Long Angle's 2026 High Net Worth Asset Allocation Report reveals that 94% of high net worth investors now allocate to private and alternative assets, effectively eliminating the distinction between "core" and "alternative" holdings. The fifth annual benchmark study, surveying 233 investors with an average net worth of $17.3M, finds that private markets command 28% of total net worth and 31% of investable portfolios (excluding home equity).


Private company equity alone represents 12% of average net worth, exceeding the combined allocation to bonds and cash. For the wealthiest respondents (those above $25M), private and alternative allocations reach 34%, driven by a tripling in private company equity concentration compared to the $2M to $10M bracket. The 60/40 portfolio has not evolved. It has been replaced.


Why It Matters

When nine in ten wealthy investors treat private markets as a permanent portfolio pillar, the implications cascade across the entire investment management value chain. Asset managers must build scalable private markets access. Wealth platforms must support multi asset class reporting that treats a PE fund commitment with the same fidelity as an S&P 500 ETF position.


Advisors must demonstrate private markets expertise or risk losing relevance to a client base that is already 57% self managed. For institutional platforms like SimCorp serving the GPs and allocators on the other side of these flows, the HNW channel represents a structural demand tailwind for private equity, venture capital, private credit, and real estate fund products.


Big Picture Drivers

  • Near universal adoption: 94% of respondents allocate to at least one private or alternative asset class. This is not a sophisticated minority. Investment real estate leads at 64% adoption, followed by crypto (42%), private equity funds (39%), venture capital (26%), angel investments (23%), and private credit (23%).

  • Private equity as the advisor's diversification tool: Advisor led portfolios allocate 18% to private company equity versus 10% for self managed portfolios. The difference is driven almost entirely by greater PE fund exposure. Financial advisors are using private equity as the primary mechanism to diversify clients away from public stock concentration.

  • Wealth tier escalation: Private and alternative allocations rise linearly with net worth: 24% for the $2M to $10M bracket, 31% for $10M to $25M, and 34% for $25M+. The growth is concentrated in private company equity, which jumps from 6% to 16% to 21% across tiers. This reflects both founder/owner concentration and deliberate allocation decisions at scale.

  • Crypto surpassing PE in adoption: 42% of respondents hold crypto versus 39% in private equity funds. This is a striking inversion. Among investors under 40, crypto represents 15% of the private/alts sleeve. The 50+ cohort allocates just 6%. The generational shift will compound as younger investors accumulate wealth and institutional crypto infrastructure matures.

  • Real estate as yield anchor: Investment real estate accounts for 42% of the average non founder private/alts portfolio, making it the single largest private allocation by value. Direct residential ownership (38% of respondents) dominates over funds (25%) and REITs (14%). Income focused investors allocate 20% of their total portfolio to investment property, double the share of growth oriented peers.

  • Private credit still early innings: Only 23% of respondents allocate to private credit or direct loans, and it represents just 6% of the non founder private/alts portfolio. Given that private company equity currently runs at 4x the allocation to private credit, there is significant room for growth as more HNW investors seek yield bearing alternatives to bonds.


By The Numbers

  • 94% of HNW investors allocate to private or alternative assets, making participation near universal across all wealth tiers.

* RECORDS SHOWN *
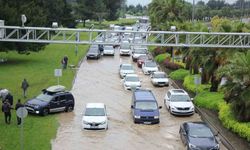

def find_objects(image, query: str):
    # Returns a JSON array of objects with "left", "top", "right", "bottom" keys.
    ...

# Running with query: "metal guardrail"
[{"left": 0, "top": 26, "right": 250, "bottom": 49}]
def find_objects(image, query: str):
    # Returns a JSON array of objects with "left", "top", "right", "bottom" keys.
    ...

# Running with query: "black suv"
[{"left": 25, "top": 85, "right": 75, "bottom": 116}]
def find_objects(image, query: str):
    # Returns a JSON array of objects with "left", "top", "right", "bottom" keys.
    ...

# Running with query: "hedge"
[
  {"left": 183, "top": 75, "right": 211, "bottom": 93},
  {"left": 169, "top": 69, "right": 189, "bottom": 80}
]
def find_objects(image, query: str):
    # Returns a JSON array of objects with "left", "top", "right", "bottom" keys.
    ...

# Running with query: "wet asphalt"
[{"left": 52, "top": 50, "right": 225, "bottom": 150}]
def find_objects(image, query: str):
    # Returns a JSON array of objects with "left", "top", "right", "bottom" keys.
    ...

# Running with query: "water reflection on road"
[{"left": 52, "top": 52, "right": 224, "bottom": 150}]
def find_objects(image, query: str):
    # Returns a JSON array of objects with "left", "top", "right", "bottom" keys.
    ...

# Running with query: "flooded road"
[{"left": 52, "top": 51, "right": 225, "bottom": 150}]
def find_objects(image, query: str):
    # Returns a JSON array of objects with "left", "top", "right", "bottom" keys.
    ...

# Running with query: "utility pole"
[{"left": 192, "top": 0, "right": 195, "bottom": 24}]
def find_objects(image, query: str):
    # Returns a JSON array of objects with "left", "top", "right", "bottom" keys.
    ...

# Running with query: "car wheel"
[
  {"left": 65, "top": 105, "right": 74, "bottom": 112},
  {"left": 42, "top": 108, "right": 49, "bottom": 116}
]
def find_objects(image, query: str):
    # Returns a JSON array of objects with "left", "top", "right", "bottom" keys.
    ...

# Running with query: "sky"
[{"left": 127, "top": 0, "right": 236, "bottom": 6}]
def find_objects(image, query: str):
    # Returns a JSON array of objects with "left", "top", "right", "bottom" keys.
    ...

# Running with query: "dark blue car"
[
  {"left": 179, "top": 122, "right": 220, "bottom": 150},
  {"left": 131, "top": 90, "right": 162, "bottom": 124},
  {"left": 25, "top": 85, "right": 75, "bottom": 116}
]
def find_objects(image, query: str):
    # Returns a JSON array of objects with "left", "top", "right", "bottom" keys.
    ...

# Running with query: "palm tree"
[{"left": 217, "top": 50, "right": 250, "bottom": 121}]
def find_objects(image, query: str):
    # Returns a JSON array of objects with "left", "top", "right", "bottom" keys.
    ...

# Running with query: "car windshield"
[
  {"left": 189, "top": 127, "right": 213, "bottom": 138},
  {"left": 153, "top": 73, "right": 167, "bottom": 78},
  {"left": 135, "top": 102, "right": 157, "bottom": 110},
  {"left": 121, "top": 65, "right": 133, "bottom": 70},
  {"left": 171, "top": 95, "right": 190, "bottom": 102},
  {"left": 36, "top": 93, "right": 53, "bottom": 102},
  {"left": 104, "top": 46, "right": 113, "bottom": 50},
  {"left": 126, "top": 77, "right": 139, "bottom": 82},
  {"left": 134, "top": 49, "right": 147, "bottom": 54},
  {"left": 85, "top": 108, "right": 105, "bottom": 116},
  {"left": 121, "top": 44, "right": 130, "bottom": 49},
  {"left": 145, "top": 62, "right": 157, "bottom": 67}
]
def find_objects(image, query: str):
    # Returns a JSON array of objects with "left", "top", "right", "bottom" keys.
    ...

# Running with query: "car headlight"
[
  {"left": 214, "top": 144, "right": 220, "bottom": 149},
  {"left": 154, "top": 116, "right": 159, "bottom": 119},
  {"left": 100, "top": 121, "right": 106, "bottom": 125},
  {"left": 135, "top": 115, "right": 141, "bottom": 119},
  {"left": 188, "top": 143, "right": 199, "bottom": 150}
]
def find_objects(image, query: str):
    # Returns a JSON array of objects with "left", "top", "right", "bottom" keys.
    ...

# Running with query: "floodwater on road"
[{"left": 52, "top": 51, "right": 227, "bottom": 150}]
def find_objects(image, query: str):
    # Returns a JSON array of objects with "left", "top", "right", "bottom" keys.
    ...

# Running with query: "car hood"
[
  {"left": 82, "top": 116, "right": 107, "bottom": 123},
  {"left": 25, "top": 98, "right": 49, "bottom": 106},
  {"left": 152, "top": 78, "right": 168, "bottom": 82},
  {"left": 188, "top": 136, "right": 218, "bottom": 149},
  {"left": 170, "top": 101, "right": 194, "bottom": 108},
  {"left": 134, "top": 109, "right": 159, "bottom": 116}
]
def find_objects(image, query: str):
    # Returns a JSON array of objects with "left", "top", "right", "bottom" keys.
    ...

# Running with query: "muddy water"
[{"left": 52, "top": 52, "right": 227, "bottom": 150}]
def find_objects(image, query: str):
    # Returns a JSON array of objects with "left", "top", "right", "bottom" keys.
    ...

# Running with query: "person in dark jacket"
[
  {"left": 2, "top": 100, "right": 12, "bottom": 124},
  {"left": 15, "top": 99, "right": 24, "bottom": 125},
  {"left": 21, "top": 79, "right": 29, "bottom": 98}
]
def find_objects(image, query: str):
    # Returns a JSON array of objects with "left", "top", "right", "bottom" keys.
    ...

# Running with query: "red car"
[{"left": 137, "top": 55, "right": 149, "bottom": 68}]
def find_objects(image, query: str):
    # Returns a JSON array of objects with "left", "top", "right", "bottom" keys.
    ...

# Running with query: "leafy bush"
[
  {"left": 194, "top": 91, "right": 224, "bottom": 111},
  {"left": 155, "top": 53, "right": 171, "bottom": 63},
  {"left": 183, "top": 75, "right": 211, "bottom": 93},
  {"left": 219, "top": 103, "right": 250, "bottom": 142},
  {"left": 169, "top": 69, "right": 189, "bottom": 80},
  {"left": 163, "top": 59, "right": 182, "bottom": 70},
  {"left": 152, "top": 47, "right": 166, "bottom": 56}
]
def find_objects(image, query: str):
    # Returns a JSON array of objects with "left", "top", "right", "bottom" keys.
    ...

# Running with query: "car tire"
[
  {"left": 42, "top": 108, "right": 49, "bottom": 116},
  {"left": 65, "top": 105, "right": 74, "bottom": 112}
]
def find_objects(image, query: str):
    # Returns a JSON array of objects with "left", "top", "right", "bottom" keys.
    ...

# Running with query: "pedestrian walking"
[
  {"left": 15, "top": 99, "right": 24, "bottom": 125},
  {"left": 2, "top": 100, "right": 12, "bottom": 124},
  {"left": 21, "top": 79, "right": 29, "bottom": 98},
  {"left": 63, "top": 55, "right": 69, "bottom": 69}
]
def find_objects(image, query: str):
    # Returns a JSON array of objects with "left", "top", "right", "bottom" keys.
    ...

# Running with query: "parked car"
[
  {"left": 24, "top": 85, "right": 75, "bottom": 116},
  {"left": 82, "top": 103, "right": 108, "bottom": 130},
  {"left": 123, "top": 74, "right": 141, "bottom": 90},
  {"left": 131, "top": 90, "right": 162, "bottom": 124},
  {"left": 132, "top": 47, "right": 148, "bottom": 62},
  {"left": 137, "top": 55, "right": 150, "bottom": 68},
  {"left": 119, "top": 64, "right": 135, "bottom": 78},
  {"left": 150, "top": 71, "right": 169, "bottom": 86},
  {"left": 103, "top": 45, "right": 115, "bottom": 56},
  {"left": 179, "top": 122, "right": 220, "bottom": 150},
  {"left": 142, "top": 60, "right": 159, "bottom": 75},
  {"left": 164, "top": 89, "right": 195, "bottom": 115},
  {"left": 86, "top": 45, "right": 101, "bottom": 59},
  {"left": 119, "top": 43, "right": 130, "bottom": 56}
]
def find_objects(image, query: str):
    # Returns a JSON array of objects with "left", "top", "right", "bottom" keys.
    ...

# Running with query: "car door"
[{"left": 49, "top": 95, "right": 60, "bottom": 112}]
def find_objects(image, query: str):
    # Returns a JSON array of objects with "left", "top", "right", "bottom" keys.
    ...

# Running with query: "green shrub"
[
  {"left": 155, "top": 53, "right": 170, "bottom": 63},
  {"left": 169, "top": 69, "right": 189, "bottom": 80},
  {"left": 183, "top": 75, "right": 211, "bottom": 93},
  {"left": 194, "top": 91, "right": 224, "bottom": 111},
  {"left": 219, "top": 102, "right": 250, "bottom": 142}
]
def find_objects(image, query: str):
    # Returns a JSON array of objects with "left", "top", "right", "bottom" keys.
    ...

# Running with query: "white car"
[
  {"left": 123, "top": 74, "right": 141, "bottom": 90},
  {"left": 142, "top": 61, "right": 159, "bottom": 75},
  {"left": 150, "top": 71, "right": 169, "bottom": 86},
  {"left": 119, "top": 64, "right": 135, "bottom": 78},
  {"left": 103, "top": 45, "right": 115, "bottom": 56},
  {"left": 164, "top": 89, "right": 194, "bottom": 115},
  {"left": 120, "top": 43, "right": 130, "bottom": 56},
  {"left": 82, "top": 103, "right": 108, "bottom": 130}
]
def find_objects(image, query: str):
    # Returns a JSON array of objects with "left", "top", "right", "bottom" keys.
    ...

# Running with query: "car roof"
[
  {"left": 169, "top": 89, "right": 188, "bottom": 95},
  {"left": 184, "top": 121, "right": 210, "bottom": 129},
  {"left": 46, "top": 85, "right": 66, "bottom": 92},
  {"left": 126, "top": 73, "right": 138, "bottom": 77},
  {"left": 86, "top": 103, "right": 105, "bottom": 108},
  {"left": 134, "top": 90, "right": 155, "bottom": 101}
]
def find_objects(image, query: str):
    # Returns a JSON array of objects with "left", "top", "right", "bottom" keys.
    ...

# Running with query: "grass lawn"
[{"left": 0, "top": 44, "right": 88, "bottom": 150}]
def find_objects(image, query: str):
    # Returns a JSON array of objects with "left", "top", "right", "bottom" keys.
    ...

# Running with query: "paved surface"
[{"left": 52, "top": 49, "right": 225, "bottom": 150}]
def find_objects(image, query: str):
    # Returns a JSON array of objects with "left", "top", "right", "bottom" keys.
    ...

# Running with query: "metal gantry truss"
[{"left": 0, "top": 26, "right": 250, "bottom": 48}]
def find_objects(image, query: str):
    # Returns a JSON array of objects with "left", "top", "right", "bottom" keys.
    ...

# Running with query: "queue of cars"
[{"left": 25, "top": 24, "right": 219, "bottom": 150}]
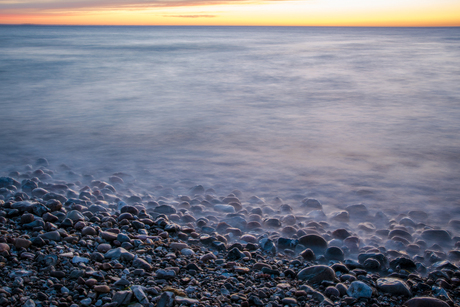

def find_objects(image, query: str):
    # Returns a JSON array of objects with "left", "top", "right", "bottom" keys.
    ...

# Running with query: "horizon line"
[{"left": 0, "top": 23, "right": 460, "bottom": 28}]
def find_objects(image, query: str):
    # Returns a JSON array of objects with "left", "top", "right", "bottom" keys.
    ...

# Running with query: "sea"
[{"left": 0, "top": 25, "right": 460, "bottom": 218}]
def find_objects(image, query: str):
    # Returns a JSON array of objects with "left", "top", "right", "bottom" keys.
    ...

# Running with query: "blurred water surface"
[{"left": 0, "top": 26, "right": 460, "bottom": 213}]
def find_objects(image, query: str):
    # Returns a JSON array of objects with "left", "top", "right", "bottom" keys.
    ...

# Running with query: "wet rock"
[
  {"left": 324, "top": 286, "right": 340, "bottom": 297},
  {"left": 0, "top": 243, "right": 11, "bottom": 253},
  {"left": 300, "top": 248, "right": 316, "bottom": 261},
  {"left": 403, "top": 297, "right": 449, "bottom": 307},
  {"left": 264, "top": 218, "right": 281, "bottom": 228},
  {"left": 226, "top": 247, "right": 246, "bottom": 261},
  {"left": 38, "top": 231, "right": 61, "bottom": 242},
  {"left": 133, "top": 254, "right": 152, "bottom": 271},
  {"left": 347, "top": 281, "right": 372, "bottom": 299},
  {"left": 93, "top": 285, "right": 110, "bottom": 293},
  {"left": 299, "top": 235, "right": 327, "bottom": 254},
  {"left": 66, "top": 210, "right": 85, "bottom": 223},
  {"left": 131, "top": 285, "right": 149, "bottom": 305},
  {"left": 32, "top": 188, "right": 49, "bottom": 198},
  {"left": 278, "top": 238, "right": 299, "bottom": 249},
  {"left": 377, "top": 277, "right": 412, "bottom": 297},
  {"left": 157, "top": 291, "right": 175, "bottom": 307},
  {"left": 345, "top": 204, "right": 369, "bottom": 218},
  {"left": 14, "top": 238, "right": 32, "bottom": 248},
  {"left": 390, "top": 257, "right": 417, "bottom": 272},
  {"left": 175, "top": 296, "right": 200, "bottom": 305},
  {"left": 329, "top": 211, "right": 350, "bottom": 222},
  {"left": 104, "top": 247, "right": 134, "bottom": 261},
  {"left": 100, "top": 231, "right": 118, "bottom": 241},
  {"left": 81, "top": 226, "right": 97, "bottom": 236},
  {"left": 155, "top": 269, "right": 176, "bottom": 279},
  {"left": 421, "top": 229, "right": 452, "bottom": 244},
  {"left": 153, "top": 205, "right": 176, "bottom": 214},
  {"left": 297, "top": 265, "right": 336, "bottom": 283},
  {"left": 332, "top": 228, "right": 351, "bottom": 240},
  {"left": 324, "top": 246, "right": 345, "bottom": 261},
  {"left": 300, "top": 198, "right": 323, "bottom": 210}
]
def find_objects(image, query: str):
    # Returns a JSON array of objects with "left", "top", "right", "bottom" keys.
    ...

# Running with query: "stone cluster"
[{"left": 0, "top": 159, "right": 460, "bottom": 307}]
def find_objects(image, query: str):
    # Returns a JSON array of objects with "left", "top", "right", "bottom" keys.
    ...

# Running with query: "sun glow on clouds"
[{"left": 0, "top": 0, "right": 460, "bottom": 26}]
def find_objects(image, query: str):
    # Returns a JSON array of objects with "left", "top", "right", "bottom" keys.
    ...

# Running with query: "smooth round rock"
[
  {"left": 297, "top": 265, "right": 337, "bottom": 283},
  {"left": 94, "top": 285, "right": 110, "bottom": 293},
  {"left": 97, "top": 243, "right": 112, "bottom": 253},
  {"left": 421, "top": 229, "right": 452, "bottom": 244},
  {"left": 403, "top": 296, "right": 449, "bottom": 307},
  {"left": 324, "top": 246, "right": 345, "bottom": 261},
  {"left": 300, "top": 198, "right": 323, "bottom": 210},
  {"left": 347, "top": 280, "right": 372, "bottom": 299},
  {"left": 299, "top": 235, "right": 327, "bottom": 254},
  {"left": 377, "top": 277, "right": 412, "bottom": 297}
]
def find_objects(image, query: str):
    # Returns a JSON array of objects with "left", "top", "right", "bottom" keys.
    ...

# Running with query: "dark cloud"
[{"left": 0, "top": 0, "right": 266, "bottom": 11}]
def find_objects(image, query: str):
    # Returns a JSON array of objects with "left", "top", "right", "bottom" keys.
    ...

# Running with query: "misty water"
[{"left": 0, "top": 26, "right": 460, "bottom": 217}]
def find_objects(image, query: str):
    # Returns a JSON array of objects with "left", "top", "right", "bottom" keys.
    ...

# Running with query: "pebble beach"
[{"left": 0, "top": 158, "right": 460, "bottom": 307}]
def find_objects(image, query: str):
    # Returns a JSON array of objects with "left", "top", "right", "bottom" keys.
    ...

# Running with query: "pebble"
[
  {"left": 347, "top": 281, "right": 372, "bottom": 299},
  {"left": 0, "top": 167, "right": 460, "bottom": 307},
  {"left": 94, "top": 285, "right": 110, "bottom": 293},
  {"left": 297, "top": 265, "right": 336, "bottom": 284},
  {"left": 377, "top": 277, "right": 412, "bottom": 297}
]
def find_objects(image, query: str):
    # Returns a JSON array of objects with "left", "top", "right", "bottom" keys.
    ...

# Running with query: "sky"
[{"left": 0, "top": 0, "right": 460, "bottom": 27}]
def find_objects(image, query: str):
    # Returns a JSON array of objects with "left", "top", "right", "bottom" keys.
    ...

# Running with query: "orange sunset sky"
[{"left": 0, "top": 0, "right": 460, "bottom": 26}]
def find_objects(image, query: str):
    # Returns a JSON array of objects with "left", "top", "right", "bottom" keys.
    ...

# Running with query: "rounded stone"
[
  {"left": 300, "top": 248, "right": 316, "bottom": 261},
  {"left": 403, "top": 296, "right": 449, "bottom": 307},
  {"left": 81, "top": 226, "right": 97, "bottom": 236},
  {"left": 297, "top": 265, "right": 337, "bottom": 283},
  {"left": 377, "top": 277, "right": 412, "bottom": 297},
  {"left": 421, "top": 229, "right": 452, "bottom": 244},
  {"left": 324, "top": 246, "right": 345, "bottom": 261},
  {"left": 300, "top": 198, "right": 323, "bottom": 210},
  {"left": 97, "top": 243, "right": 112, "bottom": 253},
  {"left": 94, "top": 285, "right": 110, "bottom": 293},
  {"left": 299, "top": 235, "right": 327, "bottom": 254},
  {"left": 347, "top": 280, "right": 372, "bottom": 299}
]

* ACTIONS TO TAKE *
- A) Pick out every line of the listing that contains the string "pebble". Case counts.
- B) Write what comes next in the report on high net worth asset allocation, picking up after its last sentence.

* EXERCISE RESPONSES *
- A)
# Running with query: "pebble beach"
# Running with query: "pebble"

- B)
  • 31% of the investable portfolio (excluding home equity) sits in private markets and alternatives, already surpassing the emerging "50/30/20" industry benchmark.

  • 12% of total net worth is held in private company equity (PE, VC, angel, founder/employee shares), exceeding the 10% combined allocation to bonds and cash.

  • 42% of respondents hold crypto, edging out private equity funds (39%) as the second most widely adopted alternative asset class.

  • 61% of founders' and owners' private/alts portfolios are concentrated in their own company equity, creating a stark bifurcation in private markets exposure between operators and diversified investors.

  • 23% of respondents allocate to private credit, making it the least penetrated institutional asset class among HNW investors despite growing GP fundraising in the category.


Key Trends to Watch

  • The three bucket framework is crystallizing: Excluding founders, HNW private/alts portfolios organize naturally into yield and cash flow (48%, dominated by real estate and private credit), upside potential (37%, private company equity and crypto), and uncorrelated diversification (15%, precious metals, hedge funds, collectibles, energy). This structure mirrors institutional allocation models, suggesting HNW investors are converging with endowment style thinking.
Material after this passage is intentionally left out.